Problem description: Your task is to repeat the records exactly from the line containing "of the shrub" onward, through the final line.

━━ Task material

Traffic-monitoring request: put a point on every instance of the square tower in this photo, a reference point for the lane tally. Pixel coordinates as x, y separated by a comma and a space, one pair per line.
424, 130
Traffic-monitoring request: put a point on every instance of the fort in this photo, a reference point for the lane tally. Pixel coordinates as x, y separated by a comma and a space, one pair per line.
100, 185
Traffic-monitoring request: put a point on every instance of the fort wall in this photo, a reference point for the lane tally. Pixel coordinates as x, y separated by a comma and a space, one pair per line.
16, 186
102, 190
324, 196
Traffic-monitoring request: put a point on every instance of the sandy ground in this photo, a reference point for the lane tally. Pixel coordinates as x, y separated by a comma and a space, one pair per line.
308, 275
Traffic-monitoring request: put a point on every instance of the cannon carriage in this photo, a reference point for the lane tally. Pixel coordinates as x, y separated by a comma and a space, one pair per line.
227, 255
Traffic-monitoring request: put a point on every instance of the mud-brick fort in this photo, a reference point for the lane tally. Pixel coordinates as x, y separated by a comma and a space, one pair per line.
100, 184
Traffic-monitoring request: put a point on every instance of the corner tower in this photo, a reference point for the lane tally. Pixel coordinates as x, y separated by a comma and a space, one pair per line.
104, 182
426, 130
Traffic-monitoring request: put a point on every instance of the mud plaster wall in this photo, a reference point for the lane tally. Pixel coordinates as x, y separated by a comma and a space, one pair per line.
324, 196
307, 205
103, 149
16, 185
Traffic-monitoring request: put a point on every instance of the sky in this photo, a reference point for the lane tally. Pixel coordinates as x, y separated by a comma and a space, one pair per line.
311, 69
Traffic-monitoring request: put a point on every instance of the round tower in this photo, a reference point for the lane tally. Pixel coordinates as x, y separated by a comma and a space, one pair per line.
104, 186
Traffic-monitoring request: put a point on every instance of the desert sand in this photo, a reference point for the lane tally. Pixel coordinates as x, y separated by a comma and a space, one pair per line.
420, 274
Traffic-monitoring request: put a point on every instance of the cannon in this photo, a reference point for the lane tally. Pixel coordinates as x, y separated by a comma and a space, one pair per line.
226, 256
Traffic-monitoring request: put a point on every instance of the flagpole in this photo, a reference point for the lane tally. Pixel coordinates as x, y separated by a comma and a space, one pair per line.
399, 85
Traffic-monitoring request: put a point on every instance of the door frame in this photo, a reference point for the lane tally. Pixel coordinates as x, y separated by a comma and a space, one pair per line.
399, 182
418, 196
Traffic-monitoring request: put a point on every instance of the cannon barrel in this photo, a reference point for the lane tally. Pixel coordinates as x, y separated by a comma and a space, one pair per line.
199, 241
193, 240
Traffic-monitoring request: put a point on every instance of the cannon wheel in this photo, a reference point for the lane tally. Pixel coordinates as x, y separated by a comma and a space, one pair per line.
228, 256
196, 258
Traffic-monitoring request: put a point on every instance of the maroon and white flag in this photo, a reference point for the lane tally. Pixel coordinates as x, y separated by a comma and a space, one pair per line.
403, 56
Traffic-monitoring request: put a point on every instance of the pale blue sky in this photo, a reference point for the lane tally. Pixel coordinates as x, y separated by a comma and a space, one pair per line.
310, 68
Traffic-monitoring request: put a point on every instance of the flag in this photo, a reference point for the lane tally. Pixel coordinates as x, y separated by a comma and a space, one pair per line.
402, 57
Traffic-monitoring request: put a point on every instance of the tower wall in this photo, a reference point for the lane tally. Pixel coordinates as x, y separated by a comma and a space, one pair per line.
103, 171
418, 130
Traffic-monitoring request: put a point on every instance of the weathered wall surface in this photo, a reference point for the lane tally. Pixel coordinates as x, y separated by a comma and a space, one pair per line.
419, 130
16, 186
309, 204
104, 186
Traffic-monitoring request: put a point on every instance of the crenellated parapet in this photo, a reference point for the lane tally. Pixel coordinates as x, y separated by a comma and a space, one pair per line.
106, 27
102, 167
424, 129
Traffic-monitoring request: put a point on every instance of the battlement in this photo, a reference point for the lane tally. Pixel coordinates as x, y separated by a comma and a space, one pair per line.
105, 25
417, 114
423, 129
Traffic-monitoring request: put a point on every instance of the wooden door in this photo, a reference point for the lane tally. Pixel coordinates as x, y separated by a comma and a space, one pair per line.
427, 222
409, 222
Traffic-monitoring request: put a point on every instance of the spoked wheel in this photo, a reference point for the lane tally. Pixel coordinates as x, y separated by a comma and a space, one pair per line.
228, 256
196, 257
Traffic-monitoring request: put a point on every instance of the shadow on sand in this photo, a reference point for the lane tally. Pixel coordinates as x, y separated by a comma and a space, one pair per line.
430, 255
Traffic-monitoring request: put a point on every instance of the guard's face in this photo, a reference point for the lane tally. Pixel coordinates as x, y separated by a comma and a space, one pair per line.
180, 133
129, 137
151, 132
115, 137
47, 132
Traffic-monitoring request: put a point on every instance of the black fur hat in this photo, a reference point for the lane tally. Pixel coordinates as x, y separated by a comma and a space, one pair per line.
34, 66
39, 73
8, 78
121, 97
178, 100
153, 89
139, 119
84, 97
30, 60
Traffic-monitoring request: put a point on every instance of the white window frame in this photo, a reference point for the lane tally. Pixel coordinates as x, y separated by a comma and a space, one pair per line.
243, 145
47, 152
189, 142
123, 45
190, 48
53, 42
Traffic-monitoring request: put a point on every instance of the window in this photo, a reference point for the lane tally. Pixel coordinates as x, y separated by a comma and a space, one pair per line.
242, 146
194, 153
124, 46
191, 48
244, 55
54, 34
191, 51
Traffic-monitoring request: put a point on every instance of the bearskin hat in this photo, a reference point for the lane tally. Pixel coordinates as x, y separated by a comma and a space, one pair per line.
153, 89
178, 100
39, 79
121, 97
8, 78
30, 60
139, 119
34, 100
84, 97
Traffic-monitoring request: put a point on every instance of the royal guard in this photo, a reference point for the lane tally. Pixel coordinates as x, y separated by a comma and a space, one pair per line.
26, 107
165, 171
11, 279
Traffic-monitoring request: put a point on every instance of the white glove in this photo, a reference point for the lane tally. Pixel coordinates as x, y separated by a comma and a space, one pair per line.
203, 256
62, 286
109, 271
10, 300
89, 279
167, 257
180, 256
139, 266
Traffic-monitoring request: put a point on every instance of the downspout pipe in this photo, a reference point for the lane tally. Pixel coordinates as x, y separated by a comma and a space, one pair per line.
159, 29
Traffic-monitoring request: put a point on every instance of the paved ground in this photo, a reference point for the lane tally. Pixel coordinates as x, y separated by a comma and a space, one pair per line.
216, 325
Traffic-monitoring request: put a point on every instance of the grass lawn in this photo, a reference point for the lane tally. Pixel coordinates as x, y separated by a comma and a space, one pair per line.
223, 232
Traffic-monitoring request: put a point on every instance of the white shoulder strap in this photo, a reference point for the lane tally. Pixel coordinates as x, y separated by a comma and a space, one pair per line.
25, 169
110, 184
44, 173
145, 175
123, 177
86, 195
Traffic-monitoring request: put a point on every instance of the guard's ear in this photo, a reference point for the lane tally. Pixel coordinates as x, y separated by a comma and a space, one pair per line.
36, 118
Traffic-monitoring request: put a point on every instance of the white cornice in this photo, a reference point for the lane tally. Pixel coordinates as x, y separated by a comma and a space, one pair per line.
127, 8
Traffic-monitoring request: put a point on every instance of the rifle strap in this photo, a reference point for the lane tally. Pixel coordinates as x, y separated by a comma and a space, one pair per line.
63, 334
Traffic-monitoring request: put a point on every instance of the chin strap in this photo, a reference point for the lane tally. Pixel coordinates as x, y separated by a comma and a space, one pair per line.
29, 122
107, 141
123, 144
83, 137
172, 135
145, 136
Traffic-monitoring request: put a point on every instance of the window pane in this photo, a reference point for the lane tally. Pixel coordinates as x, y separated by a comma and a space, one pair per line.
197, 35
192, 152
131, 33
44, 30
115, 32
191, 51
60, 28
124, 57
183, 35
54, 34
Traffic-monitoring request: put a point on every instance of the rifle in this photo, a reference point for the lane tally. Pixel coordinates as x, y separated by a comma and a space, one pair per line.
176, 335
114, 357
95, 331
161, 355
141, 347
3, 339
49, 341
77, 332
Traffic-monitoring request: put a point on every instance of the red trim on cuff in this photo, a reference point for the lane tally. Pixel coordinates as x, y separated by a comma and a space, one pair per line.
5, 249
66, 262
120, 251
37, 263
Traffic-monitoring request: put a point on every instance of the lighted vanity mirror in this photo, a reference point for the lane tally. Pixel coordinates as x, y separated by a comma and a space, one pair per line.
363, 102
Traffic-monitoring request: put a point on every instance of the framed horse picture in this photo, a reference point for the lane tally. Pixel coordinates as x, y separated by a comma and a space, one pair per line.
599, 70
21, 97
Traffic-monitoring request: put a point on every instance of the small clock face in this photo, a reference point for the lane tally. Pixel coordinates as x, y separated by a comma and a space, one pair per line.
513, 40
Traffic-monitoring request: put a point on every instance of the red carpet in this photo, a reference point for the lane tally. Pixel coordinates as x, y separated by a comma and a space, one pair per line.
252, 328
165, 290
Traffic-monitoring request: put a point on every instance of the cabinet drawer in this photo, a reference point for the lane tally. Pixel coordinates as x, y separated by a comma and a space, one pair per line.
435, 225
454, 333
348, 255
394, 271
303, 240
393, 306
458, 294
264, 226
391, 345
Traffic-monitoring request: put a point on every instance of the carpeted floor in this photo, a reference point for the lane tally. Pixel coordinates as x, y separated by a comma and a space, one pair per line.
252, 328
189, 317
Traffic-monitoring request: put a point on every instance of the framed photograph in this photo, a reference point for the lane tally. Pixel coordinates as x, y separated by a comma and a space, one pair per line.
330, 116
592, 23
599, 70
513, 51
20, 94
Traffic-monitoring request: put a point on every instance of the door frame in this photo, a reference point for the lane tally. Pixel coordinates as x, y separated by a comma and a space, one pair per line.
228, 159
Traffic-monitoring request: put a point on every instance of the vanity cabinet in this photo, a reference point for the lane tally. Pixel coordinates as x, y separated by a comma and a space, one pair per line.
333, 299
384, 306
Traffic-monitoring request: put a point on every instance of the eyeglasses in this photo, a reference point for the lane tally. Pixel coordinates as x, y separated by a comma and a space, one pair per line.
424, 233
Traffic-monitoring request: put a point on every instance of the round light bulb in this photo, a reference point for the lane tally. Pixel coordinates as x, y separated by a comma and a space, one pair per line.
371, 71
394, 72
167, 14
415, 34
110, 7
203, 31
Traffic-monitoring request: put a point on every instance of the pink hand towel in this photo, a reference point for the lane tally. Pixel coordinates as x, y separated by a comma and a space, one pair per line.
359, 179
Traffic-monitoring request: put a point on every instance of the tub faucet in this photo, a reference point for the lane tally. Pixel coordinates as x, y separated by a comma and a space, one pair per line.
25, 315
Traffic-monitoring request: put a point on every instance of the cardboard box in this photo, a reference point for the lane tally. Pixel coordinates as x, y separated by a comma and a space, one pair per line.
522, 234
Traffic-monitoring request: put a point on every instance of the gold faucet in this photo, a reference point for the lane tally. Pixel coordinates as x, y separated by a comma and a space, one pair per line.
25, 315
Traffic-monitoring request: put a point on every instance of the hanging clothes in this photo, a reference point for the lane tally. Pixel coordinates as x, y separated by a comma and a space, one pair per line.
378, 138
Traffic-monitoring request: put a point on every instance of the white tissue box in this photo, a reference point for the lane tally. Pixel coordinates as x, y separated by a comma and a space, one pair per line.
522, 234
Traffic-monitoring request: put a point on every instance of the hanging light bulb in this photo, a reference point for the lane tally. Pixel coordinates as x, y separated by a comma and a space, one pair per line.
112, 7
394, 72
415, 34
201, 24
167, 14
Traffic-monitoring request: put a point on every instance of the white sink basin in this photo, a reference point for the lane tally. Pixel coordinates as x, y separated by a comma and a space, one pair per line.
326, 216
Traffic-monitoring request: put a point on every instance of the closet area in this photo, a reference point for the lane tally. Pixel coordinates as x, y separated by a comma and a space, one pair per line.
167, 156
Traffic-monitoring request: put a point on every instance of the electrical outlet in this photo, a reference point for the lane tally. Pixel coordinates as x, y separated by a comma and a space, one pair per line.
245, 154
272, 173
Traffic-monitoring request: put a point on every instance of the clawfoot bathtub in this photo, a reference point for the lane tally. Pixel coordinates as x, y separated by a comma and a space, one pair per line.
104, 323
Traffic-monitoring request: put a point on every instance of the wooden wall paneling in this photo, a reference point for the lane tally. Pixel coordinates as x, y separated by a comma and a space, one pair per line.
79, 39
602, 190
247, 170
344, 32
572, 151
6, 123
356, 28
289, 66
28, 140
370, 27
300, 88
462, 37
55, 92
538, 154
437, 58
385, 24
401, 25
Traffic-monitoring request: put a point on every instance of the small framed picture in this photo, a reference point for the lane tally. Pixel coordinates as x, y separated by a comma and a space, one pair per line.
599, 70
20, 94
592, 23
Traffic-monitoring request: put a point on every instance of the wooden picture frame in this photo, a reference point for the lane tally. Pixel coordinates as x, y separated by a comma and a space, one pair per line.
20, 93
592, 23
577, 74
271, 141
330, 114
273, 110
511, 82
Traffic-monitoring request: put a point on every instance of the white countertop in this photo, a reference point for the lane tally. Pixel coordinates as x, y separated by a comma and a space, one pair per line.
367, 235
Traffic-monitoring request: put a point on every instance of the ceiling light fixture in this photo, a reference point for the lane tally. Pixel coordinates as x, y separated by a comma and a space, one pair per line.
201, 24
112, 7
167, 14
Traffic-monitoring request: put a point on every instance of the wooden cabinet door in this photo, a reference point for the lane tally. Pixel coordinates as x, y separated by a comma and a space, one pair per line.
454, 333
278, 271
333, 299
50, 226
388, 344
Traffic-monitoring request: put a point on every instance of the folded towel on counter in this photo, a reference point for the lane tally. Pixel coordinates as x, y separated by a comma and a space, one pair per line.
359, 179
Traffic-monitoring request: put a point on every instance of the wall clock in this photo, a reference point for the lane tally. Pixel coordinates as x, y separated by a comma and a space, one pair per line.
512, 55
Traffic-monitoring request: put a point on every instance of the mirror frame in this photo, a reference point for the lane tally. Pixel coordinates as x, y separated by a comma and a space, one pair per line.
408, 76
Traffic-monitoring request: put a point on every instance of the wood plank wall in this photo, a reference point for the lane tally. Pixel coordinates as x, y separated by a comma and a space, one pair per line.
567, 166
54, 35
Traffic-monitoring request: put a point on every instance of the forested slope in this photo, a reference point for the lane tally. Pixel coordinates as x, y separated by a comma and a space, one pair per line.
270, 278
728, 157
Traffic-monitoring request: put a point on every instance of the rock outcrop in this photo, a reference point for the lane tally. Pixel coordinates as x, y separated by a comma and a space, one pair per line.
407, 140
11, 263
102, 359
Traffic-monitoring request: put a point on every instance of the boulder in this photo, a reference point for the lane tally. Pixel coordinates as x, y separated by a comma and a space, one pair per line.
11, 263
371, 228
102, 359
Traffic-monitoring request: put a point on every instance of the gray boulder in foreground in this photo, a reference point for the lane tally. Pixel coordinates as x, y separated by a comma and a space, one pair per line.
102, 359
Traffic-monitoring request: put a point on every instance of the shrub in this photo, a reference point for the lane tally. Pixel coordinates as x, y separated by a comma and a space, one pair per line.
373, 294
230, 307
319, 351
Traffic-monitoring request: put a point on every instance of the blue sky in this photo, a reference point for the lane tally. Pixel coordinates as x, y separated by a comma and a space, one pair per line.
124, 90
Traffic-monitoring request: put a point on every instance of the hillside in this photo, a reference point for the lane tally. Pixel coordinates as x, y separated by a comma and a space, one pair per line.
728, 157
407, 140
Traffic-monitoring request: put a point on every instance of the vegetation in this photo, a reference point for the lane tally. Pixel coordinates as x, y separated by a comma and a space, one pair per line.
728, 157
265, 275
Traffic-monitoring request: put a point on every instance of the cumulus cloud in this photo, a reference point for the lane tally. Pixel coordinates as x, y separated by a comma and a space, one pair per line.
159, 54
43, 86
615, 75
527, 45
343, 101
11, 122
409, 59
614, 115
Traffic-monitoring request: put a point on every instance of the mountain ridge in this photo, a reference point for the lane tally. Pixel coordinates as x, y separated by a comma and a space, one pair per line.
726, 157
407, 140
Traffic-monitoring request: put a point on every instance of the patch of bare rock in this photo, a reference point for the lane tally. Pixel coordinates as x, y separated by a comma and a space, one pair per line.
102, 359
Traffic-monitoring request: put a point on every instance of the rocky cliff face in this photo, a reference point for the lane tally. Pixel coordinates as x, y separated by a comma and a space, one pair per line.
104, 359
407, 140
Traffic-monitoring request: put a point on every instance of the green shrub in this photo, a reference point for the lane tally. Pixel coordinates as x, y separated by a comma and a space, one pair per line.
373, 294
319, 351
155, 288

━━━━

Final result:
Traffic-monitoring request: put a point on every instance of the shrub in this photo, a reference point for the lane tally. Pixel coordinates as x, y separated by a comma and a space, one pair per line.
373, 294
230, 307
319, 351
Traffic-monitoring request: put a point on every instance of the blue sky in this photo, a reference point for the lane tally. Pixel coordinates as x, y separated by a comma and a space, one pair per line.
124, 90
Traffic-monitoring request: put a point on every instance of the hillside in this photo, a reference point for the lane tally. Pixel coordinates as x, y separated by a comma and a space, one pair per line.
728, 157
407, 140
Traffic-monitoring request: put a point on every instance of the vegetation in this photo, a reference point for the lane tally. Pixel coordinates as x, y separated by a comma and a space, one pair per line.
728, 157
265, 275
Traffic-monitoring request: put a point on every instance of the cumulus cloud in this photo, a reference point for the lane tally. Pixel coordinates as x, y separated by a comma and a space, one pair per line.
159, 54
43, 86
615, 75
527, 45
343, 101
11, 122
409, 59
614, 115
Traffic-monitoring request: put a point on every instance of the mountain ridge in this photo, a reference point for the lane tally. Pixel coordinates as x, y separated by a comma and a space, one pair per line.
726, 157
407, 140
Traffic-monitoring request: put a point on every instance of the patch of bare rock in this photo, a reference point for the lane tally. Pixel coordinates as x, y separated by a comma and a space, one pair per line.
102, 359
Traffic-monitoring request: put a point on every instance of the rocky cliff face in this photo, a reference point for the lane tally. Pixel coordinates as x, y separated by a comma and a space, one pair per line.
104, 359
407, 140
Traffic-monitoring request: put a point on every instance of the green shrub in this photo, a reference point for the lane tally. Pixel coordinates as x, y separated by a comma and a space, one pair per line.
373, 294
319, 351
155, 288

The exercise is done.